**任务说明:** 请将下列全部记录逐行原样打印，不作任何增删或改动。
▬▬▬▬▬▬▬▬▬▬
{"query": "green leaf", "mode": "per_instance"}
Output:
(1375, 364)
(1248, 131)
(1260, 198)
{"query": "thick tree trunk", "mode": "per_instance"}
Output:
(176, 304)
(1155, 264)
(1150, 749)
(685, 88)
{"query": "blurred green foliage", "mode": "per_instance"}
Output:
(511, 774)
▬▬▬▬▬▬▬▬▬▬
**完整答复:**
{"query": "green leaf", "mode": "per_instance"}
Output:
(1375, 364)
(1248, 131)
(1260, 198)
{"query": "thick tree trunk", "mode": "per_instance"}
Output:
(176, 304)
(1155, 264)
(1150, 749)
(685, 88)
{"query": "blurred green foliage", "mode": "per_instance"}
Output:
(511, 774)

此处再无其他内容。